▸ **REQUIRED TASK**: Lay out every line of the listing below as a numbered list, leaving out any blank lines.

(Collected data entries)
[start]

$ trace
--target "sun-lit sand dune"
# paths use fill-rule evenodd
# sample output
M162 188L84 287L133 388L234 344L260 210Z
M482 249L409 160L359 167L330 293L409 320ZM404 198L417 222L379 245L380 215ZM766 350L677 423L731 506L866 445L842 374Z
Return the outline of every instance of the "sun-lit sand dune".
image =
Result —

[end]

▸ **THE ANSWER**:
1. $ trace
2. --target "sun-lit sand dune"
3. # paths use fill-rule evenodd
4. # sample output
5. M162 188L84 287L133 388L234 344L260 210Z
6. M482 249L409 160L359 167L330 293L409 320ZM404 198L417 222L379 245L380 215ZM766 350L677 423L731 506L866 445L842 374Z
7. Return the outline of every instance of the "sun-lit sand dune".
8. image =
9. Result —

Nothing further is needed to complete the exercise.